**DATA TO EXAMINE**

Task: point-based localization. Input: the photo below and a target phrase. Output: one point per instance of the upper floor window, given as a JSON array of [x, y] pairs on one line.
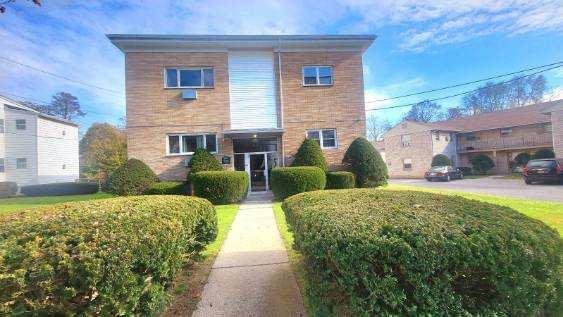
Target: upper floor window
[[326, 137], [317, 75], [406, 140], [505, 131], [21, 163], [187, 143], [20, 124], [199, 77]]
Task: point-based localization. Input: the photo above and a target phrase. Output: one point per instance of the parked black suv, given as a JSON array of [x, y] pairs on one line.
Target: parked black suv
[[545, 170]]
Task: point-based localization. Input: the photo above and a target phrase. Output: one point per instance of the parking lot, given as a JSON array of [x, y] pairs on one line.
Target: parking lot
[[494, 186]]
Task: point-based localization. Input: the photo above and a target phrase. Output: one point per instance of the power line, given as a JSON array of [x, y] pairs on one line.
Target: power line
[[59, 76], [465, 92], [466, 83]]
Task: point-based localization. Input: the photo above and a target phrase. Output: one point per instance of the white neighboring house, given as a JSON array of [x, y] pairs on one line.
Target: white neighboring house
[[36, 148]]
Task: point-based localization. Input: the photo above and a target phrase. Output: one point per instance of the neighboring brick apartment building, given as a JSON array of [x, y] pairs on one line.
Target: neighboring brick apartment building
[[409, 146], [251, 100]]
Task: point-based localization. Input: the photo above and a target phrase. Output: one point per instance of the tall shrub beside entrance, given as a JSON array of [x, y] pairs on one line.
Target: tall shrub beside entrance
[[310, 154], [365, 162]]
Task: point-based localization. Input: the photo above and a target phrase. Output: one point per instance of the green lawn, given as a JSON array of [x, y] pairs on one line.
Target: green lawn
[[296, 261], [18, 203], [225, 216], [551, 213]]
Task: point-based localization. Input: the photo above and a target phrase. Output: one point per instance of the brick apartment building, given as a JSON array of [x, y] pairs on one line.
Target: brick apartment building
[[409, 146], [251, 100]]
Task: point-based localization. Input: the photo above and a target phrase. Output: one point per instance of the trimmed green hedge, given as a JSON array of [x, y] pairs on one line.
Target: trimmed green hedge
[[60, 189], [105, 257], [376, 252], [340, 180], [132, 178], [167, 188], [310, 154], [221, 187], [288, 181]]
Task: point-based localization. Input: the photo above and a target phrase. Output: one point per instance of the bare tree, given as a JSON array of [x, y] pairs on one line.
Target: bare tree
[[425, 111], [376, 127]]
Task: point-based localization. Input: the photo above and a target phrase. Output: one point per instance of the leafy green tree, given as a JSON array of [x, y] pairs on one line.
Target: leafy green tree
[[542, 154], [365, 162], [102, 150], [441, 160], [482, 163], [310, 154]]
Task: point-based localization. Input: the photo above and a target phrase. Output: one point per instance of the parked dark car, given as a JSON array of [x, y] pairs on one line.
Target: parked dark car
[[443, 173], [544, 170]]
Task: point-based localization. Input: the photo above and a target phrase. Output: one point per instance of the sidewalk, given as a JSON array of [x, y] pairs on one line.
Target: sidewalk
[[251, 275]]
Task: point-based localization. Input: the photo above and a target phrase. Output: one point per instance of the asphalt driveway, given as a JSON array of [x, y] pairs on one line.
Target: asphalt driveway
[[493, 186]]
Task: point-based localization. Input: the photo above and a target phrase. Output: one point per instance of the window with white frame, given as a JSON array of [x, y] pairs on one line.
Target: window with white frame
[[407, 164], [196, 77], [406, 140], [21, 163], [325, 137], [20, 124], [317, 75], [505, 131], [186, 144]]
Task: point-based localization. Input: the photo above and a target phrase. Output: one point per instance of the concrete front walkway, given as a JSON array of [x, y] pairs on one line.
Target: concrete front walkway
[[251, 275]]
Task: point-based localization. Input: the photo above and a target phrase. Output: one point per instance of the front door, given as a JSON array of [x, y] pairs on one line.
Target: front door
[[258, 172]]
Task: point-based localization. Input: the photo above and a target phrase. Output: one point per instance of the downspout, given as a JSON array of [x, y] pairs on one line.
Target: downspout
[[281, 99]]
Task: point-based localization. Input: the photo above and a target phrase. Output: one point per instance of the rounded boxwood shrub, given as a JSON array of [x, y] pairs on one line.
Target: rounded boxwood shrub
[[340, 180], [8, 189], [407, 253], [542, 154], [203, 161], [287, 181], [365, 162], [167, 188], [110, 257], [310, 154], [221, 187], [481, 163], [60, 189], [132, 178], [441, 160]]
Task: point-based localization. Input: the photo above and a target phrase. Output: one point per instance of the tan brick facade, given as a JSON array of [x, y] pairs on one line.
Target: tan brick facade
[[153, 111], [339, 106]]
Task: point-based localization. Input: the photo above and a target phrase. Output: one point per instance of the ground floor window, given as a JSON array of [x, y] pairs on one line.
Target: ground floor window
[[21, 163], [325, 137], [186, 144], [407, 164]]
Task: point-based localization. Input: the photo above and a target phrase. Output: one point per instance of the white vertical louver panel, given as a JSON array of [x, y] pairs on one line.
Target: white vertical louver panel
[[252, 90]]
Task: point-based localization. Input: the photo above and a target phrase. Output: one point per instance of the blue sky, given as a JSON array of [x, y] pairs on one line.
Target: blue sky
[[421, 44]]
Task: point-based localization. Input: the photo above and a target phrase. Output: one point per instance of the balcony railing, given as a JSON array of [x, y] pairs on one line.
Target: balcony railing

**TASK BRIEF**
Print the material above exactly as it appears, but not its pictures.

**ANSWER BOX**
Task: point-based localization. Input: the photo below and a target phrase. Output: one point per instance of the upper floor window, given as a JSON array of [x, y] pairs on one line.
Target: upper floor window
[[326, 137], [317, 75], [406, 140], [505, 131], [21, 163], [187, 143], [20, 124], [199, 77]]
Task: point-based localization. Input: the photo above and a target phrase. Output: one point per instance of the parked black suv, given as a JSON array of [x, y] pairs on one line.
Target: parked black suv
[[545, 170]]
Task: point-based localization. Input: the photo above and a target phrase. Output: one point per instance of the parking lot, given as a JSON array of [x, y] pairs on one line.
Target: parking lot
[[494, 186]]
Task: point-based localization. Input: the photo above and a target phrase. Output: one point per instance of the power line, given as a JSON array of [x, y] pairs on one line.
Target: power line
[[59, 76], [465, 92], [466, 83]]
Task: point-based localization. Input: the photo above and a target phrase. Output: one point per instance of the white neighboring house, given as a JSON array of [x, y] pairs on one line.
Target: white neighboring house
[[36, 148]]
Task: point-based localization. Input: the photo above and a target phrase. Output: one point per instance of the neighboring brick apartment building, given as a JSON array of [x, y] pairs on one line.
Target: neighboring brick apartment building
[[409, 146], [251, 100]]
Task: point-based localization. Input: the photo above and a target phrase. Output: one point per instance of the tall shrub beside entrance, given as a JSON array of [x, y] pairs on one line.
Target: tall shrub beside entrance
[[310, 154], [365, 162]]
Task: point-based localization. Input: the photo above and a target phrase. Output: one point per instance of the green lawn, given as a JSON array of [x, y] pairs on one line.
Target: green lawn
[[296, 261], [18, 203], [225, 216], [551, 213]]
Task: point-based localization. Input: the photo above and a target phrase. Output: one point per instance of the brick apartment building, given as a JSON array of [x, y] pairs on one line.
Target: brick apartment building
[[409, 146], [251, 100]]
Task: point-based localization. Input: the photo above and a target phrase. Output: one point per instance of the trimmed green hedge, given as a JSON array of [x, y] pairs on one line.
Target: trimmed green hedge
[[60, 189], [105, 257], [376, 252], [340, 180], [132, 178], [167, 188], [310, 154], [221, 187], [288, 181]]
Task: point-based localization. Input: the photo above and a target phrase. Output: one point per instance of the bare tree, given as a JSON array of [x, y] pairs on one line.
Target: bare tree
[[425, 111], [376, 127]]
Task: point-based localization. Input: the photo above and a target phrase. Output: one point per instance of the leafy green tree, given as a JSON array of [x, y] pairs on one line.
Target: leafy green tree
[[542, 154], [365, 162], [102, 150], [441, 160], [482, 163], [310, 154]]
Task: point-based localization. Input: the photo above and a target phrase. Output: one point per instance of the parked dark car, given as a JSON array of [x, y] pairs on one line.
Target: parked dark car
[[443, 173], [544, 170]]
Task: point-based localization. Input: the photo above and a target phrase. Output: one point per instance of the sidewalk, given as a JSON array of [x, y] pairs on one line.
Target: sidewalk
[[251, 275]]
Task: point-based localization. Input: the photo above and a target phrase. Output: one point per instance of the asphalt driveway, given as a JSON array of [x, y] pairs on one line.
Target: asphalt driveway
[[493, 186]]
Task: point-based localization. Input: the photo above and a target phrase. Output: one point per instance of the window with white frame, given as a JSON array of [x, y] pairs on one line.
Target: window with white frame
[[407, 164], [196, 77], [406, 140], [21, 163], [325, 137], [20, 124], [317, 75], [505, 131], [186, 144]]
Task: point-based localization. Input: the photo above and a target phrase. Output: one point per instance of the concrete front walkway, given as a JSON array of [x, y] pairs on one line.
Target: concrete front walkway
[[251, 275]]
Task: point-based localization. Input: the photo above and a target phrase. Output: one point per instance of the front door, given as a JSON array of [x, y] pairs on one line.
Target: front door
[[258, 172]]
Task: point-based localization. Input: the photo above and a target phrase. Output: one point per instance of the downspout, given as a JSON array of [x, y] pairs on one line.
Target: downspout
[[281, 99]]
Task: point-based localization. Input: the photo above and a target phrase. Output: one point per instance of the rounded boxwood shrub, given as a JSON array of [x, y] pairs on one line.
Target: rounded boxwood shrub
[[340, 180], [8, 189], [407, 253], [542, 154], [203, 161], [287, 181], [365, 162], [167, 188], [110, 257], [310, 154], [221, 187], [481, 163], [60, 189], [132, 178], [441, 160]]
Task: point-based localization. Input: the photo above and a target phrase. Output: one point per instance of the tan brick facade, given as a JSON array of [x, y] pairs on one line.
Target: tan brick facade
[[153, 111], [339, 106]]
Task: point-based localization. Input: the photo above and a target phrase. Output: one point per instance of the ground floor window, given as a JSON array of [x, y] pairs on one line.
Target: ground floor window
[[21, 163], [325, 137], [186, 144], [407, 164]]
Task: point-based localization. Input: the photo above and a target phrase. Output: one point per instance of the white vertical louver panel, given as a JSON array of [x, y] pairs on one line.
Target: white vertical louver panel
[[252, 90]]
Task: point-based localization. Input: the photo above and a target phrase. Output: one point per instance of the blue sky, given as a JSON array of [x, y] pairs on one line.
Target: blue sky
[[421, 44]]
Task: point-based localization. Input: the photo above and a target phrase. Output: one point per instance of the balcony railing, given as a JSON array of [x, y] pairs on one line.
Target: balcony railing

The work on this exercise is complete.